What the task asks – According to the Cactus Project text below, what strain was used to introduce the keratin construct into the cactus cells?

Document text –
------------------------------------------------------------------------
To re-design a cactus
The Cactus Project
Laura Cinti C-Lab
‘The Cactus Project,’ developed in 2001, is a living artwork that involves the fusion of human genetic material into the cactus genome. It explores the reproductive paradox in genetic engineering by making use of agrobacterium-mediated gene transfer to introduce keratin genes into cacti cells. Their external and morphological expressions are similar to that of human hair.
Agrobacterium tumefaciens, a plant pathogenic bacterium found in soil, is a ‘natural genetic engineer’ that infects dicotyledonous plants such as cacti and causes the formation of tumours. During the infection process, a region of this bacterium’s genetic material, known as the transfer DNA, is incorporated into the host plant cells, where it becomes illegitimately integrated into the genome, resulting in hormonal imbalances that in turn lead to the uncontrolled growth seen as tumours. The bacterium’s ability to transfer DNA from bacteria to plants has resulted in it being the most widespread DNA delivery method of introducing foreign genes into plant cells.
Here, a disarmed A.tumefaciens strain (LBA4404) was used to introduce the assembled genetic keratin construct into the cactus cells. Incisions were made along pieces of cactus tissue that were dipped into a culture containing our engineered A.tumefaciens strain. The tissue segments were gently placed onto plates containing plant hormones to induce shoot formations. Once transformed shoots developed, eight were transferred to media containing root-inducing hormones. Finally, the transformed cacti were transferred to soil. During this period we verified the genetic transformation of regenerated cacti by locating our construct using genetic analysis of tissue fragments (polymerase chain reaction and Southern blot analysis).
------------------------------------------------------------------------
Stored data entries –
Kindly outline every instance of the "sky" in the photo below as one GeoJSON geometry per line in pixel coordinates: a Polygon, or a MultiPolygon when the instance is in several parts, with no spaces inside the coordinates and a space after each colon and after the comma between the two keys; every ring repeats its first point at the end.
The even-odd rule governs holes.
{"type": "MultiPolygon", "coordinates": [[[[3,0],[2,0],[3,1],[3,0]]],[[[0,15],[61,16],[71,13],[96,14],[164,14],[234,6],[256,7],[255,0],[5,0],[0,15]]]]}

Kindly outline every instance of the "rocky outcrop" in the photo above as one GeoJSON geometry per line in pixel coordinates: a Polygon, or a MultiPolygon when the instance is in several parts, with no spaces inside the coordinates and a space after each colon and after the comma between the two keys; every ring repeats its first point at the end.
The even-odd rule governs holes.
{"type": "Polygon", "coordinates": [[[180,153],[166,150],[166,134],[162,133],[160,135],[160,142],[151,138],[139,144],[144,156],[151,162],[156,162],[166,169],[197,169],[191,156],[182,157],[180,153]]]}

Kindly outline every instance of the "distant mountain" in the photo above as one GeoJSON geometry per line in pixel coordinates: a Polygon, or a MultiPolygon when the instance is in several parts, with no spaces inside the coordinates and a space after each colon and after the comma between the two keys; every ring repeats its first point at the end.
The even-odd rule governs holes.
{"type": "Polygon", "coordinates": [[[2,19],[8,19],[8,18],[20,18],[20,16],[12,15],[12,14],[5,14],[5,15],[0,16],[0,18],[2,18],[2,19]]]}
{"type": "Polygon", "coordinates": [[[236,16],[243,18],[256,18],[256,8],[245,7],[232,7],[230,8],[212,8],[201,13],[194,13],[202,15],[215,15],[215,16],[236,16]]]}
------------------------------------------------------------------------
Response to this exercise – A disarmed A.tumefaciens strain, LBA4404.